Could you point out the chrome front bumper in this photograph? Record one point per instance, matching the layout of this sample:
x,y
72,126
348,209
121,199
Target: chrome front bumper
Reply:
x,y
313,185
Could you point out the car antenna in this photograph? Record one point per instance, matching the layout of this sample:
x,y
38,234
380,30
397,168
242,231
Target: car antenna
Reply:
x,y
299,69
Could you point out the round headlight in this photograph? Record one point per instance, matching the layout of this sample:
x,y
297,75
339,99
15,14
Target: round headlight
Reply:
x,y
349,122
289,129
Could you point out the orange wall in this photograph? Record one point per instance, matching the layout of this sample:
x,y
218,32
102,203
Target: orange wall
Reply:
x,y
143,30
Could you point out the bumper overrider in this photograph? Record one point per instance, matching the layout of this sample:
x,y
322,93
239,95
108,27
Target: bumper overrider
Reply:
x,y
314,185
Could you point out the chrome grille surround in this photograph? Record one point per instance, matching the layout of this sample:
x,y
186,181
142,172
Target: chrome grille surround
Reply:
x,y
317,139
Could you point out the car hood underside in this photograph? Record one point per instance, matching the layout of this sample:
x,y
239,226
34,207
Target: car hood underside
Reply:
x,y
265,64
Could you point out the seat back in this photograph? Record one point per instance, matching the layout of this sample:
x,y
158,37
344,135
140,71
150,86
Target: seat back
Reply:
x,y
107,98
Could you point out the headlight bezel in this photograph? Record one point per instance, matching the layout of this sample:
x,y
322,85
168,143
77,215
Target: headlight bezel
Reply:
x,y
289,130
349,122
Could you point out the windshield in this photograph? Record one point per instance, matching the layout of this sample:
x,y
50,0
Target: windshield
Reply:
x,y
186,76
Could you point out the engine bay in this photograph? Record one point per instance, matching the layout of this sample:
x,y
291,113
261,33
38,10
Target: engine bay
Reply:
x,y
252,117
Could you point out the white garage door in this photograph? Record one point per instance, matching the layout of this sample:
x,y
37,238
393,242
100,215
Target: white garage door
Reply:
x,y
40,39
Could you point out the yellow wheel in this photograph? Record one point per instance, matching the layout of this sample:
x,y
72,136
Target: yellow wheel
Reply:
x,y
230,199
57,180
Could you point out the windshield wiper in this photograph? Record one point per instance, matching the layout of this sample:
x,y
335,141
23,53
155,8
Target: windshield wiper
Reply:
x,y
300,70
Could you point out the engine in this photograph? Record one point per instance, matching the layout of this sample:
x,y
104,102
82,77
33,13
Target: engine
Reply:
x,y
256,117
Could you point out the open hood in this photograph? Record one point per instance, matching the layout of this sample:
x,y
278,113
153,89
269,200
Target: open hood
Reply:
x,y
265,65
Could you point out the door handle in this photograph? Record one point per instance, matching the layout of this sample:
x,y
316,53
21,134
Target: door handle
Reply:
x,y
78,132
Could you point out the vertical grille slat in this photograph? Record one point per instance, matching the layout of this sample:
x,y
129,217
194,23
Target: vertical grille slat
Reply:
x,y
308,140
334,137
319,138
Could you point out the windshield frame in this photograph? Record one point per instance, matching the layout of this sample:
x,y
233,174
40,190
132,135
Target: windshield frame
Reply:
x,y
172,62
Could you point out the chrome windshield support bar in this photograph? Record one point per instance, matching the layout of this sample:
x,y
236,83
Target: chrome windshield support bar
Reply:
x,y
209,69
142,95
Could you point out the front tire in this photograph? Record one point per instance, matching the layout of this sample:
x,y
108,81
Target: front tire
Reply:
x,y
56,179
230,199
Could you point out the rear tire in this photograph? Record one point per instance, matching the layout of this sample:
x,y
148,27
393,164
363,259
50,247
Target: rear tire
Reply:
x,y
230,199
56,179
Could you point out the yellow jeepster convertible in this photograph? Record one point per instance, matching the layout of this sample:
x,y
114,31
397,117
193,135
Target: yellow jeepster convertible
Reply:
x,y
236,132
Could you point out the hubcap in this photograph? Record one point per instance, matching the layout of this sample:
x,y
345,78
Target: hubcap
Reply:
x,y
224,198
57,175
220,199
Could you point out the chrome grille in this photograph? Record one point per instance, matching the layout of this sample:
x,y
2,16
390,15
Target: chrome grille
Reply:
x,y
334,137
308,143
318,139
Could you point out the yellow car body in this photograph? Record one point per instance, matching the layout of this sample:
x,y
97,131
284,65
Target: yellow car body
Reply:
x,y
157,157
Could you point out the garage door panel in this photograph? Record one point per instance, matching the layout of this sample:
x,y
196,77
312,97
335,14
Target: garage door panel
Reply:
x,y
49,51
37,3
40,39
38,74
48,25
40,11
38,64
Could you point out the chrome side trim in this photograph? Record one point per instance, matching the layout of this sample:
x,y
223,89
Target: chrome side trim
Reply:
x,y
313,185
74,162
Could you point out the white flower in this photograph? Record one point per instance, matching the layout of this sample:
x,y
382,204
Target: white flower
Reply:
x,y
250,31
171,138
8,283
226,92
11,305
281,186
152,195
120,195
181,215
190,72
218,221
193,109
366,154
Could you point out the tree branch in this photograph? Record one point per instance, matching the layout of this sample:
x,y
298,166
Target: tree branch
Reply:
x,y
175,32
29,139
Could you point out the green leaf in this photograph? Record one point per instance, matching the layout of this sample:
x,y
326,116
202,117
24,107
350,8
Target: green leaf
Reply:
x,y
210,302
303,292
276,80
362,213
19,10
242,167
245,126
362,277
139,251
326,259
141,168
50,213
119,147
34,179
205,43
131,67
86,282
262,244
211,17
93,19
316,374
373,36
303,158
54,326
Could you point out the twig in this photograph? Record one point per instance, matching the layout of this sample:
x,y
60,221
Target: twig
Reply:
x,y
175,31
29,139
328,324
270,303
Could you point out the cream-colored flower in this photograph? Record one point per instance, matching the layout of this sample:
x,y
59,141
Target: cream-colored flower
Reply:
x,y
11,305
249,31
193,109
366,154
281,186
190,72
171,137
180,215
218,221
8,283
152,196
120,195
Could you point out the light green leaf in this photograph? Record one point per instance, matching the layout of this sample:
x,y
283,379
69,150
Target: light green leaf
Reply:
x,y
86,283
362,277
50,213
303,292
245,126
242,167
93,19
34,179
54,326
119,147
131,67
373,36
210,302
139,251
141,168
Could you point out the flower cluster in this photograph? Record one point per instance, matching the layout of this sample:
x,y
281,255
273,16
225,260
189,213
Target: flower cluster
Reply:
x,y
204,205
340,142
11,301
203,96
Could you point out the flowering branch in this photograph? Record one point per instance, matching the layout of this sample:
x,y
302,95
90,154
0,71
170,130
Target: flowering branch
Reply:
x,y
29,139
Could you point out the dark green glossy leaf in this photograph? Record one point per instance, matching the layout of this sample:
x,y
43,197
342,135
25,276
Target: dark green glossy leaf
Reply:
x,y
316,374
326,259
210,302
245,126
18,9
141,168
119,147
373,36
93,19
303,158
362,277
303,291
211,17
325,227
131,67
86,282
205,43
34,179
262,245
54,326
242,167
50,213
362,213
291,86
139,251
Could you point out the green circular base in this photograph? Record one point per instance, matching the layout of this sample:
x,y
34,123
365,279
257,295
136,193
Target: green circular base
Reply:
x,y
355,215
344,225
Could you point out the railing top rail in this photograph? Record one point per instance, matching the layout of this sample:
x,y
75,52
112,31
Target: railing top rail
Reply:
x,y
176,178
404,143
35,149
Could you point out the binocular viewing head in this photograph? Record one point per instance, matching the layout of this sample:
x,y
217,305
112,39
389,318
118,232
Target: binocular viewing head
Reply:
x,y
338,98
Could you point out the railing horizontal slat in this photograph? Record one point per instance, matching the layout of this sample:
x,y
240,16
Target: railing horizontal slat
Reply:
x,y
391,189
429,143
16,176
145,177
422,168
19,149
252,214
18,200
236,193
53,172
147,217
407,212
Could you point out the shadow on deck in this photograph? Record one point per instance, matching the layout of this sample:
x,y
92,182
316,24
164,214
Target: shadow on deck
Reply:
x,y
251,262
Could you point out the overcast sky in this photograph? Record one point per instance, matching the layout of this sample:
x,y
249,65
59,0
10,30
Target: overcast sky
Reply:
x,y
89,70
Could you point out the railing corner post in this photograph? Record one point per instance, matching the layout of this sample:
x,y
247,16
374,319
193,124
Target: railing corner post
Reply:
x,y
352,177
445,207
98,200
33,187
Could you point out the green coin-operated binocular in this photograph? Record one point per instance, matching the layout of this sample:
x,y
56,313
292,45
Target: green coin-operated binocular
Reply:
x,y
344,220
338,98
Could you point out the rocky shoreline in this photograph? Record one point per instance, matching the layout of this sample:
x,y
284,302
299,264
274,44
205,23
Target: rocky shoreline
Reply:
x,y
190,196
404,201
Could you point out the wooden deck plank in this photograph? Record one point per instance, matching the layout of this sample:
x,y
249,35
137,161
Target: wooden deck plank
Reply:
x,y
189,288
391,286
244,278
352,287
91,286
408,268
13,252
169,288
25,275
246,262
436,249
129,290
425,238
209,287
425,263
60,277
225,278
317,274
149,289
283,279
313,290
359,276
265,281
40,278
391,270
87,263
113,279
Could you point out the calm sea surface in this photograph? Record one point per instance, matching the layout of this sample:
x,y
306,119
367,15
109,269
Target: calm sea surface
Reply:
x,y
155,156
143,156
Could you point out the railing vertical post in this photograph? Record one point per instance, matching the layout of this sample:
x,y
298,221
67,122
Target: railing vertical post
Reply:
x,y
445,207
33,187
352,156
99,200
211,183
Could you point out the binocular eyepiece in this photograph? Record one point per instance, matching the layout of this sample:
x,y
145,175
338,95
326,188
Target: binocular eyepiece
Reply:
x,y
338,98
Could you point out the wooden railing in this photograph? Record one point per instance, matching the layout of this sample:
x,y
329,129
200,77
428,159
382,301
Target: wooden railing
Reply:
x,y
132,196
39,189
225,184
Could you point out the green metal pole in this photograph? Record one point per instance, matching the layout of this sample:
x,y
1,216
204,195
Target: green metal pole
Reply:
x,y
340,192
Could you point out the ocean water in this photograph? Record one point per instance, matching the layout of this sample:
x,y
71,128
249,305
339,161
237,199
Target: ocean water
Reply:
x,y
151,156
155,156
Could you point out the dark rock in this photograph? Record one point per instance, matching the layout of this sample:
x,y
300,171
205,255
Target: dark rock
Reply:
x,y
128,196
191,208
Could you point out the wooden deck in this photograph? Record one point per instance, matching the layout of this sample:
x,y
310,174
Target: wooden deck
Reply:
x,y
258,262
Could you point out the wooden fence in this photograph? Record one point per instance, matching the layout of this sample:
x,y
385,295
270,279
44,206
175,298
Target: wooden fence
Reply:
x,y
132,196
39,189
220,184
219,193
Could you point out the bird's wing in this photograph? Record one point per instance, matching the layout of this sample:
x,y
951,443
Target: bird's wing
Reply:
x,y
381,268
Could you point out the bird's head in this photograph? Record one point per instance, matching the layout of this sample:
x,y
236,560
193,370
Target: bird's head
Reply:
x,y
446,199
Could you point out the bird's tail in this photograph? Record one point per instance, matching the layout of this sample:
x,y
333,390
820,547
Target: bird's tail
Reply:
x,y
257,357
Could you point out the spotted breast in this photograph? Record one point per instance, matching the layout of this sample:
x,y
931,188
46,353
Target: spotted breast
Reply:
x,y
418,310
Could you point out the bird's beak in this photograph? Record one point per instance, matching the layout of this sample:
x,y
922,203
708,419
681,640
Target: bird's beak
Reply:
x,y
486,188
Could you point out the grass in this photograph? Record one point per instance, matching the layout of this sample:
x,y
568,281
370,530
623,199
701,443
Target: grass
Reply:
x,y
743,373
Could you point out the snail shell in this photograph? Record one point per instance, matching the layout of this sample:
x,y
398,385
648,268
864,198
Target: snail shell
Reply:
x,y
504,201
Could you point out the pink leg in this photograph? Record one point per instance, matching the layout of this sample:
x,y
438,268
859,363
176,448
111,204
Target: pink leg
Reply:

········

Task description -
Reproduce the material from the line containing "Could you point out the snail" through the end, inclusive. Rename every "snail shell" to "spiral shell" and leave everything else unchanged.

Result below -
Could you point out the spiral shell in this photograph? Record one point per instance, matching the layout of this sample:
x,y
398,385
648,268
864,198
Target: spiral shell
Reply:
x,y
504,201
Could you point out the pink leg in this photograph? Record one point per instance, matching the layout of this sample:
x,y
438,268
859,363
176,448
111,204
Target: pink leg
Reply:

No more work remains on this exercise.